Detection annotation records
■ ■ ■ ■

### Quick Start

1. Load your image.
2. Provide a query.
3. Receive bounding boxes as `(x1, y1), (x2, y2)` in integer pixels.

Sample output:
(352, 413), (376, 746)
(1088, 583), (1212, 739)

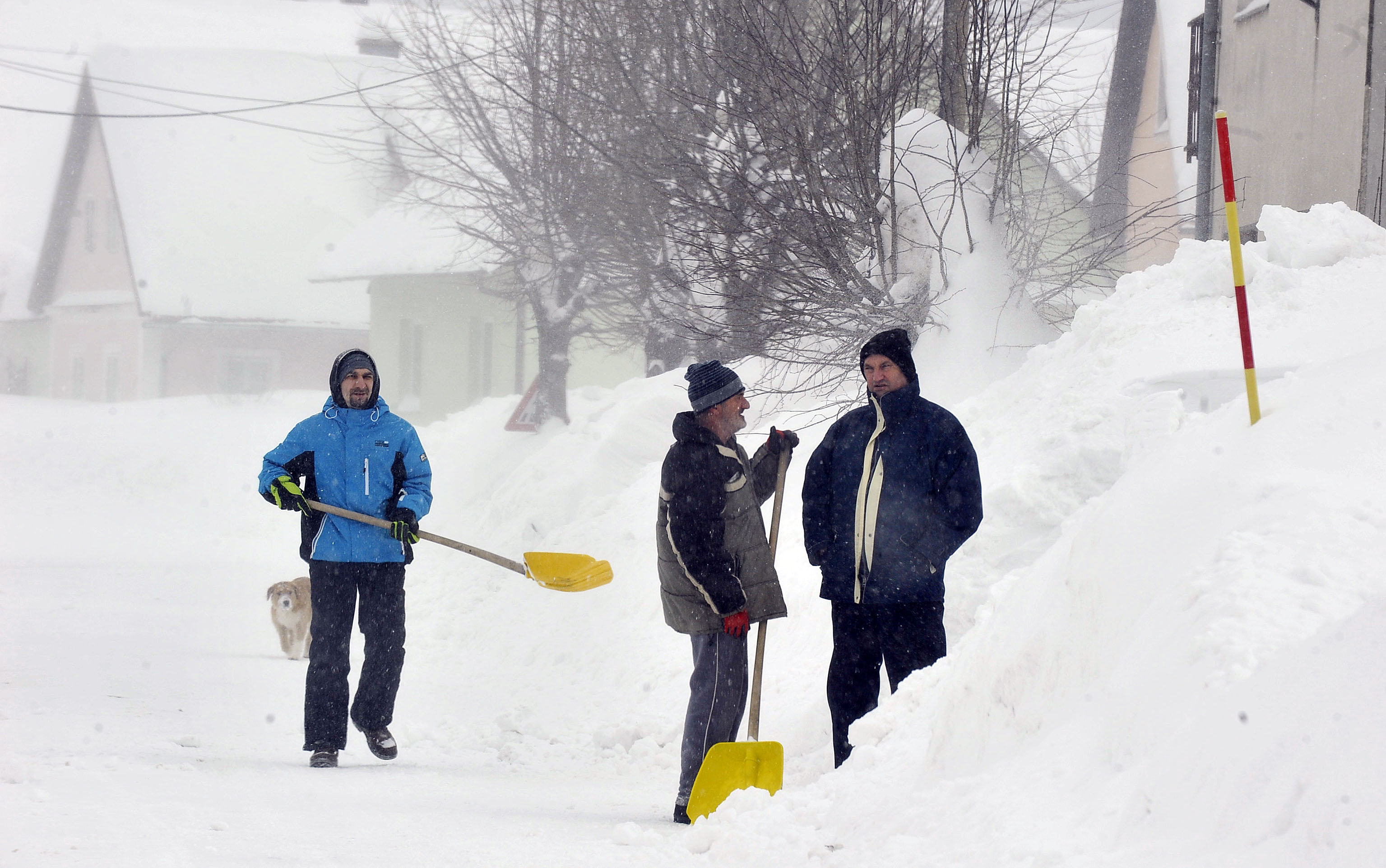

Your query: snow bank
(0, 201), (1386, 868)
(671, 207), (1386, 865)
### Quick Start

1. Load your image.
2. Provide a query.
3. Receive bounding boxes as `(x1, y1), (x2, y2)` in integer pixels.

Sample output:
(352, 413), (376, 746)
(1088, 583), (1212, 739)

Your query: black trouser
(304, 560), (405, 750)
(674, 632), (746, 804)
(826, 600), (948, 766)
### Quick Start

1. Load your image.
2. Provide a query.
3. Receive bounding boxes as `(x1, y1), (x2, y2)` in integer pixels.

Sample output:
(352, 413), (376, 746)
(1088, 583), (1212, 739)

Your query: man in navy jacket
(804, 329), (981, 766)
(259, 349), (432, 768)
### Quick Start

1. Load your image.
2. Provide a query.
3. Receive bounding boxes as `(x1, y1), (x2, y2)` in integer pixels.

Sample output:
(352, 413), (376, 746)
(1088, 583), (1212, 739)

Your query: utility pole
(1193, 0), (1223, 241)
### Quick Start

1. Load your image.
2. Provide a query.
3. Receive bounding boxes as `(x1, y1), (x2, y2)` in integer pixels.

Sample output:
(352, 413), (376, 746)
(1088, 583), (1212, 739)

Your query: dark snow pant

■ ■ ■ ■

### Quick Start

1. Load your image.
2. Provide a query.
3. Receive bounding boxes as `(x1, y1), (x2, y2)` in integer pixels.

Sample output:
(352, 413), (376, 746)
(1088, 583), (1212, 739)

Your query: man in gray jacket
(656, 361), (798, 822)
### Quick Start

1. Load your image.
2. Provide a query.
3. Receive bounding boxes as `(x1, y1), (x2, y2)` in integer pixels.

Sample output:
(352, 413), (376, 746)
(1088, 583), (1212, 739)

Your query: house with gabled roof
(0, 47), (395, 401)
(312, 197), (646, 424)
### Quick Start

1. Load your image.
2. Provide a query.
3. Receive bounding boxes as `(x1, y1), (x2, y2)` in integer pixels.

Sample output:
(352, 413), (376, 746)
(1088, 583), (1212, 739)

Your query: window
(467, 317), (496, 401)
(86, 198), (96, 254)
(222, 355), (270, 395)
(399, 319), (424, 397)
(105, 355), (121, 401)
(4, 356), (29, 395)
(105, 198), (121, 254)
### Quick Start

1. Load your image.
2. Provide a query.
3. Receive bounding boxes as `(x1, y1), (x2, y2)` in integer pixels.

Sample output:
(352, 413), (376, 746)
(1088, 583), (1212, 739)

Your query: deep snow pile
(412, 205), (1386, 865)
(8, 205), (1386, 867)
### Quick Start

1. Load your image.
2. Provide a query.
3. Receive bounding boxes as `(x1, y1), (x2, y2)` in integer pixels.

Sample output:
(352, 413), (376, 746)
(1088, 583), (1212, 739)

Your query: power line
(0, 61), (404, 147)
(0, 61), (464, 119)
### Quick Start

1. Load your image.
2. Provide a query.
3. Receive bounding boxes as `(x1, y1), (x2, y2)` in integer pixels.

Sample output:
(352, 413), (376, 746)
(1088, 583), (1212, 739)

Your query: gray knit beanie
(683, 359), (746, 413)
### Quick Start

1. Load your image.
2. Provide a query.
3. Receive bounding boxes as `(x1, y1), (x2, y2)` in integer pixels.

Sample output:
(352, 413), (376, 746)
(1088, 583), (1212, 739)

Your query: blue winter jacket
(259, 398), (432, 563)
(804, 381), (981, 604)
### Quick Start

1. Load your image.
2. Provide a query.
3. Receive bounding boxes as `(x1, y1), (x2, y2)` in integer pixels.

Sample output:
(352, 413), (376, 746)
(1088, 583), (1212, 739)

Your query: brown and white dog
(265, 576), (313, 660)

■ ■ ■ ■

The exercise – Collect every line of the listing above that contains the string "gray". Treat case as significant.

The answer –
Your query: man in gray jacket
Your query: gray knit beanie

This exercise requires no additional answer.